Write out the whole listing again, exactly as given.
■ ■ ■ ■
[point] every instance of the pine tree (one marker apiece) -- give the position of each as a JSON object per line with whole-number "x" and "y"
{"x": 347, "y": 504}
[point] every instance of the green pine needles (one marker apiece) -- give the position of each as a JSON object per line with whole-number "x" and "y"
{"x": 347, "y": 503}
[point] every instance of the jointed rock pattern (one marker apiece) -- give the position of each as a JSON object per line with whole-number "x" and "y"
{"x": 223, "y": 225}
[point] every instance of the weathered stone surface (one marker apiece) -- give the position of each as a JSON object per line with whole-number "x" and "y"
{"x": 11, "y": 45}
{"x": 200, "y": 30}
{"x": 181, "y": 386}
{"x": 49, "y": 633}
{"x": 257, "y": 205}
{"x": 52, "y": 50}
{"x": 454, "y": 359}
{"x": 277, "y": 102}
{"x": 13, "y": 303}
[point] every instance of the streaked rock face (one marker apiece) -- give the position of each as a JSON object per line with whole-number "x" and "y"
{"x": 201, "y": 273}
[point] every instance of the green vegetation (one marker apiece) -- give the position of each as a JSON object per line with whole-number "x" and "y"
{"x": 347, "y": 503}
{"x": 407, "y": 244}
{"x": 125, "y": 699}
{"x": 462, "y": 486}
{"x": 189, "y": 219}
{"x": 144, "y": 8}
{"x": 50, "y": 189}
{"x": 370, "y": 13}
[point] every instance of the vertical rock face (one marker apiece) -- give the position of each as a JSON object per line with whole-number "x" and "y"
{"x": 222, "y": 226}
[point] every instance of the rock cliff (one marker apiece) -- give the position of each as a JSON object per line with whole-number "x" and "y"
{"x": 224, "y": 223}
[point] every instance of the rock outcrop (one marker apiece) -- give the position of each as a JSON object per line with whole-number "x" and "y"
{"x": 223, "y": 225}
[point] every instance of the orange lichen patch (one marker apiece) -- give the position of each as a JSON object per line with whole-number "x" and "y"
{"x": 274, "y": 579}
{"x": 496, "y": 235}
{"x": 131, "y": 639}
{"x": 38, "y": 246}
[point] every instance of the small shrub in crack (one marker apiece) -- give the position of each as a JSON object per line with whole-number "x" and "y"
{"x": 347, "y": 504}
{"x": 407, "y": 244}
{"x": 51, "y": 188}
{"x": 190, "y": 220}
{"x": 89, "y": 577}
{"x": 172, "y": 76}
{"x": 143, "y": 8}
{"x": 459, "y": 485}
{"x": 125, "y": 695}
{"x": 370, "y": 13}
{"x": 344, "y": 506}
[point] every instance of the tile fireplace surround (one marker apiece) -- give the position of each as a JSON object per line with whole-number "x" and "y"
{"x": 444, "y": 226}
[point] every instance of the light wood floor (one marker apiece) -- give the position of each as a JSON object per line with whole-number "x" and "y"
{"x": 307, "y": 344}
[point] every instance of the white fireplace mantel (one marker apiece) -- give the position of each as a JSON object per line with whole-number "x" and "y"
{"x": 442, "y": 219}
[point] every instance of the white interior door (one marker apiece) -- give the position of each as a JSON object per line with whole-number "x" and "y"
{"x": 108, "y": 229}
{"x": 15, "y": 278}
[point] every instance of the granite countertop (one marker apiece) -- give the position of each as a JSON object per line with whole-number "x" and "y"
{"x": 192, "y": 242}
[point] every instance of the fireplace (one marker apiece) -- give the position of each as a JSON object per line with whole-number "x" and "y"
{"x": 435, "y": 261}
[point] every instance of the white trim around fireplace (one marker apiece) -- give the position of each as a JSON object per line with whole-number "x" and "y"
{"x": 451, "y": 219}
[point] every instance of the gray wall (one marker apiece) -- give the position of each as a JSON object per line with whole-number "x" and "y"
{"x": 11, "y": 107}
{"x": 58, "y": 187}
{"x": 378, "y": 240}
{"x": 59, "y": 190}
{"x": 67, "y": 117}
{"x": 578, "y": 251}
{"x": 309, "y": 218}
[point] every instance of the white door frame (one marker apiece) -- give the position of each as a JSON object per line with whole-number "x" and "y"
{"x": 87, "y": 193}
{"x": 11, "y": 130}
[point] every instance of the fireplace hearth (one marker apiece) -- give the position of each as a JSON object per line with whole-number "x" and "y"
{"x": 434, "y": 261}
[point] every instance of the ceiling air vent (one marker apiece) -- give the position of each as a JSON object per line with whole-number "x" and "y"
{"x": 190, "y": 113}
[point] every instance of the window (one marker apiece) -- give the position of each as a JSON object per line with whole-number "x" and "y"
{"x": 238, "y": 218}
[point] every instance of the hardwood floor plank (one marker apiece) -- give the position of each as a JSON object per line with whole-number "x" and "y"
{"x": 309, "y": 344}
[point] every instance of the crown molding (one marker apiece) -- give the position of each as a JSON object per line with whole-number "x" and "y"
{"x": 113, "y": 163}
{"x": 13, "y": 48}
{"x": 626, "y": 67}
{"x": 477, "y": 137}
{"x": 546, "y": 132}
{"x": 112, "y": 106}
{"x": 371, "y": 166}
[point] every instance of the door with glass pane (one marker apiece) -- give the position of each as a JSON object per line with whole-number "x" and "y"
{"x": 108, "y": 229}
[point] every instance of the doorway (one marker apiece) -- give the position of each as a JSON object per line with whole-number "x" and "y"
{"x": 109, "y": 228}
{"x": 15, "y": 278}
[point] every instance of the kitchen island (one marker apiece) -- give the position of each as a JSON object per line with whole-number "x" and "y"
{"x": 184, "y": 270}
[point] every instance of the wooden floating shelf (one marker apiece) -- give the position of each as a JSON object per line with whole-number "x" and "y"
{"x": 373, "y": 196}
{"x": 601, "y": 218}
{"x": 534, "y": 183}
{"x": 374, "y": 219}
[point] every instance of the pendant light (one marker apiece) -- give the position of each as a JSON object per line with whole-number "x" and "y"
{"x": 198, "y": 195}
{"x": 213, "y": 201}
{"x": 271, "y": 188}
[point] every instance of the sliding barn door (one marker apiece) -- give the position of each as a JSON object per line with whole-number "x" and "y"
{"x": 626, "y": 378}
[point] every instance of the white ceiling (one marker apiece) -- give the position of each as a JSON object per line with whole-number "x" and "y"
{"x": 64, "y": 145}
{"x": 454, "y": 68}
■ ■ ■ ■
Answer
[point] every instance of the pine tree (one marker apiece) -- give the position of each as a JSON object per line with whole-number "x" and "y"
{"x": 347, "y": 504}
[point] every instance of the green pine needles (one marker apiece) -- give the position of each as a JSON object per line with whole-number "x" and "y"
{"x": 347, "y": 503}
[point] every instance of the jointed rock pattern (one marker apiece) -- give the position of each as a JSON object per line with whole-number "x" and "y"
{"x": 223, "y": 225}
[point] every instance of the weathered stone surface (one marker apiece) -- give the position of each as a JSON object per line with whole-number "x" and "y"
{"x": 11, "y": 45}
{"x": 200, "y": 30}
{"x": 181, "y": 386}
{"x": 49, "y": 633}
{"x": 257, "y": 205}
{"x": 52, "y": 50}
{"x": 454, "y": 359}
{"x": 277, "y": 102}
{"x": 13, "y": 303}
[point] every instance of the streaked rock face (one marker apiece) -- give the position of each as a JSON object per line with whole-number "x" and "y"
{"x": 201, "y": 273}
[point] every instance of the green vegetation (one marker apiece) -- give the position of each as a JSON object per line with whole-number "x" and "y"
{"x": 347, "y": 503}
{"x": 407, "y": 244}
{"x": 125, "y": 699}
{"x": 462, "y": 486}
{"x": 189, "y": 219}
{"x": 144, "y": 8}
{"x": 50, "y": 189}
{"x": 370, "y": 13}
[point] every instance of the vertical rock face (one marker apiece) -- give the position of each as a JSON object per line with whole-number "x" and "y"
{"x": 222, "y": 226}
[point] every instance of the rock cliff (one marker apiece) -- give the position of each as a JSON object per line with whole-number "x" and "y"
{"x": 224, "y": 223}
[point] every instance of the rock outcrop (one marker apiece) -- give the position of each as a JSON object per line with whole-number "x" and "y"
{"x": 223, "y": 225}
[point] every instance of the orange lichen patch (one marker apiece) -- give the position of each as a JSON object per line with whole-number "x" and "y"
{"x": 274, "y": 579}
{"x": 496, "y": 235}
{"x": 131, "y": 639}
{"x": 38, "y": 246}
[point] every instance of the small shrub in crack (one marker apiece) -- give the position of each as a JSON object per line with whole-number "x" and "y"
{"x": 347, "y": 504}
{"x": 407, "y": 244}
{"x": 51, "y": 188}
{"x": 190, "y": 220}
{"x": 89, "y": 577}
{"x": 172, "y": 76}
{"x": 143, "y": 8}
{"x": 459, "y": 485}
{"x": 125, "y": 695}
{"x": 370, "y": 13}
{"x": 344, "y": 506}
[point] every instance of the tile fireplace surround (one marker apiece) -- give the position of each as a JSON object per line with whole-number "x" and "y"
{"x": 444, "y": 226}
[point] every instance of the light wood floor (one marker apiece) -- give the position of each as a JSON object per line with whole-number "x" and "y"
{"x": 307, "y": 344}
[point] every instance of the white fireplace mantel (one marker apiece) -- give the position of each as a JSON object per line with whole-number "x" and "y"
{"x": 442, "y": 219}
[point] every instance of the white interior door (one marker apiece) -- give the position of each as a JSON object per line with whole-number "x" and "y"
{"x": 108, "y": 229}
{"x": 15, "y": 278}
[point] every instance of the granite countertop (one marker apiece) -- give the position of each as a JSON object per line with whole-number "x" and "y"
{"x": 192, "y": 242}
[point] every instance of the fireplace (one marker apiece) -- give the position of each as a JSON object per line with whole-number "x" and "y"
{"x": 435, "y": 261}
[point] every instance of the white trim around fireplace (one marker apiece) -- give the position of each as a JSON object per line with whole-number "x" and "y"
{"x": 451, "y": 219}
[point] every instance of the gray wall (one marker apiece) -- give the position of each as a JSON object per line with whole-number "x" and "y"
{"x": 11, "y": 107}
{"x": 58, "y": 187}
{"x": 378, "y": 240}
{"x": 59, "y": 190}
{"x": 67, "y": 117}
{"x": 578, "y": 251}
{"x": 309, "y": 218}
[point] every instance of the white door frame (one marker apiece) -- give the position of each as a JSON object per line with whole-number "x" and "y"
{"x": 87, "y": 193}
{"x": 11, "y": 130}
[point] every instance of the fireplace hearth (one marker apiece) -- give the position of each as a JSON object per line with whole-number "x" and "y"
{"x": 434, "y": 261}
[point] every instance of the ceiling air vent (one marker apiece) -- give the position of each as a JSON object per line with whole-number "x" and "y"
{"x": 190, "y": 113}
[point] every instance of the window (one marker apiece) -- give the position of each as a JSON object per line with whole-number "x" and "y"
{"x": 238, "y": 218}
[point] every instance of the hardwood floor plank (one marker apiece) -- give the position of each as a JSON object per line with whole-number "x" and "y"
{"x": 309, "y": 344}
[point] every instance of the crown molding (one marker apiece) -- give the position of each as a JSON object per line with whole-number "x" and "y"
{"x": 113, "y": 163}
{"x": 13, "y": 48}
{"x": 626, "y": 67}
{"x": 477, "y": 137}
{"x": 546, "y": 132}
{"x": 112, "y": 106}
{"x": 371, "y": 166}
[point] every instance of the door with glass pane (one marker apiece) -- give the position of each as a JSON object per line with whole-number "x" and "y"
{"x": 108, "y": 229}
[point] every instance of the doorway (one marker apiece) -- give the position of each as a JSON object per line with whole-number "x" and "y"
{"x": 109, "y": 228}
{"x": 15, "y": 278}
[point] every instance of the kitchen island (one marker apiece) -- give the position of each as a JSON object per line with whole-number "x" and "y"
{"x": 184, "y": 270}
[point] every instance of the wooden floating shelf (one marker apiece) -- give the position of each as a JSON object per line with whole-number "x" and "y"
{"x": 373, "y": 196}
{"x": 601, "y": 218}
{"x": 534, "y": 183}
{"x": 374, "y": 219}
[point] every instance of the pendant light (one marker apiece) -- give the position of each as a JSON object per line with whole-number "x" and "y"
{"x": 198, "y": 195}
{"x": 213, "y": 201}
{"x": 271, "y": 188}
[point] every instance of the sliding barn door (one marker apiece) -- give the position of each as a JSON object per line with whole-number "x" and "y"
{"x": 626, "y": 378}
[point] every instance of the white ceiling (one marker apiece) -- give the position of each as a JSON object per line with whole-number "x" and "y"
{"x": 64, "y": 145}
{"x": 454, "y": 68}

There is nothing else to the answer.